Ulbersdorf. Aus ihren Sympathien für die asylkritische und islamfeindliche Pegida-Bewegung in ihrer Hochburg Dresden machen einige Ulbersdorfer keinen Hehl. Ein Landbesitzer stellte bereits vor Monaten ein Schild mit der Aufschrift „Pegida“ auf seinen Acker. Das war zeitweise verschwunden. Jetzt steht es wieder. Und das gefällt nicht jedem. Knut Langenbach zum Beispiel schrieb deshalb einen Brief an Bürgermeister Daniel Brade (SPD), den er auch in Kopie an die Sächsische Zeitung schickte. Gemeinsam mit seiner inzwischen verstorbenen Frau hatte er vor etwa 20 Jahren ein Anwesen in Ulbersdorf gekauft, es saniert, und wie er schreibt, zu einem ansehnlichen Haus im Dorf hergerichtet. Und auch sonst kann sich Ulbersdorf durch schmucke Häuschen, Vorgärten und vor allem ein ausgeprägtes kulturelles Leben sehen lassen. Dafür hat es für den Ort einige Auszeichnungen gegeben.
+ + + + +
Schriftliche Aufgabe
Kopiere aus dem Text über das Pegida-Schild in Ulbersdorf Wort für Wort die Stelle, die mit „Ulbersdorf. Aus ihren“ anfängt und bis einschließlich „einige Auszeichnungen gegeben.“ geht.

Auszüge aus Zeigedaten:
+ + + + +
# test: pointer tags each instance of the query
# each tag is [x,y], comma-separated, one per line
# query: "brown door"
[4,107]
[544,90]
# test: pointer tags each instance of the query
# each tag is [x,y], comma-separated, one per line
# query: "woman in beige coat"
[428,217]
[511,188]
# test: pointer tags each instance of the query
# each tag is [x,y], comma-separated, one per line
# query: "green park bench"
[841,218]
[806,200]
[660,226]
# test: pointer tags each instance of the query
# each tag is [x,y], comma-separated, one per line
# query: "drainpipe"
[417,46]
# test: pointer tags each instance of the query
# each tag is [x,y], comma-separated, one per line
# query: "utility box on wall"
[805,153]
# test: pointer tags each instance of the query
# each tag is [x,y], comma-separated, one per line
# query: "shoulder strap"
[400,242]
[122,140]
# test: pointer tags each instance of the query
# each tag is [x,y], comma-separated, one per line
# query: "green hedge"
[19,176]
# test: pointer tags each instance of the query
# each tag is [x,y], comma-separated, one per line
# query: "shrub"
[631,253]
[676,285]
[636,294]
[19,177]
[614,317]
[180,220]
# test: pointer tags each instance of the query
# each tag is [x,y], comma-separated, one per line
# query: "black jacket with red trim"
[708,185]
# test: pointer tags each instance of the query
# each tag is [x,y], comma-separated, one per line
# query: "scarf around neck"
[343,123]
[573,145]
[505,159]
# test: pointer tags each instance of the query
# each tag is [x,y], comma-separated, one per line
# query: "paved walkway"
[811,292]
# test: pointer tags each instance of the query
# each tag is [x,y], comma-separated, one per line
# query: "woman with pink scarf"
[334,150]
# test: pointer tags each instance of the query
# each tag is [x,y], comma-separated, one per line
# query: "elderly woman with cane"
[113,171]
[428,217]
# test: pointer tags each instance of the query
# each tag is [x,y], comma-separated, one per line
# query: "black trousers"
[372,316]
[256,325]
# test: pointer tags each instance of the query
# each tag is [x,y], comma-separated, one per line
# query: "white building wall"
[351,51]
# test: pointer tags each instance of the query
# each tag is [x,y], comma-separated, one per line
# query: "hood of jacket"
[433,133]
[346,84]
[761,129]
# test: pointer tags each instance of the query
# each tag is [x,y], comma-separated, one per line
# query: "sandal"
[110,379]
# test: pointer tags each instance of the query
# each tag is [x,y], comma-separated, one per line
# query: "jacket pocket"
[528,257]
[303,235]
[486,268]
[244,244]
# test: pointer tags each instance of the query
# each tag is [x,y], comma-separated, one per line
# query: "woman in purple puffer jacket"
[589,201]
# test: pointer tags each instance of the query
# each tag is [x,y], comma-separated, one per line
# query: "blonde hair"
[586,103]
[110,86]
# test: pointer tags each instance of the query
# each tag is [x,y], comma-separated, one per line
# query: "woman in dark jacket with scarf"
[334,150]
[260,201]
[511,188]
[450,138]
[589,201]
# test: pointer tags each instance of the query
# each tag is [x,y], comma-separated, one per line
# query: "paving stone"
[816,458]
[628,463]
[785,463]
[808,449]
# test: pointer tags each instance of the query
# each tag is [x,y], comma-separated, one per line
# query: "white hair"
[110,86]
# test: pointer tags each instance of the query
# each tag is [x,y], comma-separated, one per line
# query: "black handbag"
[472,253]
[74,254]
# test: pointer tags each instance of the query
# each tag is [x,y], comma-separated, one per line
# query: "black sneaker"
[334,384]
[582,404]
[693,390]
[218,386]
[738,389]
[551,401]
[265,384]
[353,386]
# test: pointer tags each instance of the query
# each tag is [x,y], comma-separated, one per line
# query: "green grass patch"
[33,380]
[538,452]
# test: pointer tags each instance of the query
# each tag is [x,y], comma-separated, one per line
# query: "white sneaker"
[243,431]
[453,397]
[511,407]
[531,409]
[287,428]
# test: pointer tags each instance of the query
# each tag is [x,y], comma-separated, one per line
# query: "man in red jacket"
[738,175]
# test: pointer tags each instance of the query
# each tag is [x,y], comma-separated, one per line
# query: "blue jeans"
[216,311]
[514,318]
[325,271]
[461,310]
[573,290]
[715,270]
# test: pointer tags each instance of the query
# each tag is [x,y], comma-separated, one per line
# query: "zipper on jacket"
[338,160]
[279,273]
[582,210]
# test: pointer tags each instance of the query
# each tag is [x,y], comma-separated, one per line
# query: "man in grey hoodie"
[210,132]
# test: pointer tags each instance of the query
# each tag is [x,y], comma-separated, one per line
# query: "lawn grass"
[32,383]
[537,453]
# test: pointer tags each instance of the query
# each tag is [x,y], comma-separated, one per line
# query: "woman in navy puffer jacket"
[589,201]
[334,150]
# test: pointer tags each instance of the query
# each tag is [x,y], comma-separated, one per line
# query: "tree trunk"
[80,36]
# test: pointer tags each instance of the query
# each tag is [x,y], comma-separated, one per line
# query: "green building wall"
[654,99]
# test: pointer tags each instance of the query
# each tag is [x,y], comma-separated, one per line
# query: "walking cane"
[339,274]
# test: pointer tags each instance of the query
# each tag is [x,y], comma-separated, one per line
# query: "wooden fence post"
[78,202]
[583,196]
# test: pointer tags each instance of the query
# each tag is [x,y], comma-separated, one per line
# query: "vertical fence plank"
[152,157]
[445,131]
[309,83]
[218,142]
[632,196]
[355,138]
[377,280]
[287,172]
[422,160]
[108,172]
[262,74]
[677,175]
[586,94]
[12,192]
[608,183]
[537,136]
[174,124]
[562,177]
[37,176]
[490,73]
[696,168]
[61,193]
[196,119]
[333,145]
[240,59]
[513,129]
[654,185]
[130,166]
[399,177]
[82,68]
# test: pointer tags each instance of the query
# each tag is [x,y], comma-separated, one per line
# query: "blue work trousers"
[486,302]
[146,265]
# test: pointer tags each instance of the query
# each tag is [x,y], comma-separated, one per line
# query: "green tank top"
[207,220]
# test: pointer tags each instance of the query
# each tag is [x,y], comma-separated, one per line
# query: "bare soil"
+ + + + +
Lösung
Ulbersdorf. Aus ihren Sympathien für die asylkritische und islamfeindliche Pegida-Bewegung in ihrer Hochburg Dresden machen einige Ulbersdorfer keinen Hehl. Ein Landbesitzer stellte bereits vor Monaten ein Schild mit der Aufschrift „Pegida“ auf seinen Acker. Das war zeitweise verschwunden. Jetzt steht es wieder. Und das gefällt nicht jedem. Knut Langenbach zum Beispiel schrieb deshalb einen Brief an Bürgermeister Daniel Brade (SPD), den er auch in Kopie an die Sächsische Zeitung schickte. Gemeinsam mit seiner inzwischen verstorbenen Frau hatte er vor etwa 20 Jahren ein Anwesen in Ulbersdorf gekauft, es saniert, und wie er schreibt, zu einem ansehnlichen Haus im Dorf hergerichtet. Und auch sonst kann sich Ulbersdorf durch schmucke Häuschen, Vorgärten und vor allem ein ausgeprägtes kulturelles Leben sehen lassen. Dafür hat es für den Ort einige Auszeichnungen gegeben.